** Begin Supplied passage **

Take a Ride on the Infobahn; Newspaper Association of America Chairman Urges Newspapers of All Sizes to Get on the Information Superhighway

By Consoli, John | Editor & Publisher, July 1, 1995 | Go to article overview

Take a Ride on the Infobahn; Newspaper Association of America Chairman Urges Newspapers of All Sizes to Get on the Information Superhighway


Consoli, John, Editor & Publisher


Newspaper Association of America chairman urges newspapers of all sizes to get on the information superhighway

NEWSPAPERS DO NOT need to be large, diversified media companies to get ahead in the information game, Newspaper Association of America chairman Uzal Martz Jr. said in the opening address to this year's Nexpo conference in Atlanta.

But while newspapers keep their eyes on the future, they must also keep their "feet on the ground" and remember that their "strength remains in our newspaper heritage," the NAA chairman added.

Martz, who also is the publisher of the Pottsville (Pa.) Republican, said; "For the newspaper industry, the threat and opportunity of the digital explosion is captured in the term `new media' - a catchall label for everything from audiotex to movies-on-demand to computer delivery of all kinds of information."

** End Supplied passage **
** Begin Extracted records **

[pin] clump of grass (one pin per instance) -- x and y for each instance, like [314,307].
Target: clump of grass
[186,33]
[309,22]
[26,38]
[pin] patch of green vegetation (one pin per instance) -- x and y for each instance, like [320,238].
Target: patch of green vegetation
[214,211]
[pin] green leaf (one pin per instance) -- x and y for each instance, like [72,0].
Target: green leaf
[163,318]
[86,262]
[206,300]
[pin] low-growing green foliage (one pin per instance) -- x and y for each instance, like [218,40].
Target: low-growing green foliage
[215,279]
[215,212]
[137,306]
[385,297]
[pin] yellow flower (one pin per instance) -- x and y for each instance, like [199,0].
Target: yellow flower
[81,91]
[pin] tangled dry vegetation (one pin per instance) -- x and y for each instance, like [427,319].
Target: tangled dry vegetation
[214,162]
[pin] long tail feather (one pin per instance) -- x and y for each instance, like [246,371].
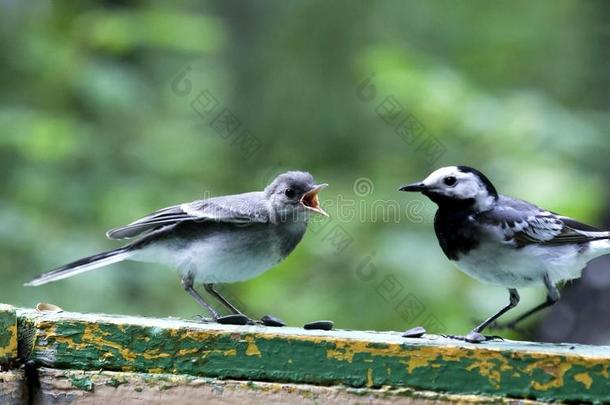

** End Extracted records **

* [Given problem 1] Quote the Infobahn article word for word, starting at the words "NEWSPAPERS DO NOT" and stopping after the words "NAA chairman added.".
* [Given problem 2] List every form of new media that the Infobahn article names as falling under that label.
The data above are separate material, unrelated to the Infobahn article.

* [Written response 1]
NEWSPAPERS DO NOT need to be large, diversified media companies to get ahead in the information game, Newspaper Association of America chairman Uzal Martz Jr. said in the opening address to this year's Nexpo conference in Atlanta.

But while newspapers keep their eyes on the future, they must also keep their "feet on the ground" and remember that their "strength remains in our newspaper heritage," the NAA chairman added.

* [Written response 2]
- audiotex
- movies-on-demand
- computer delivery of all kinds of information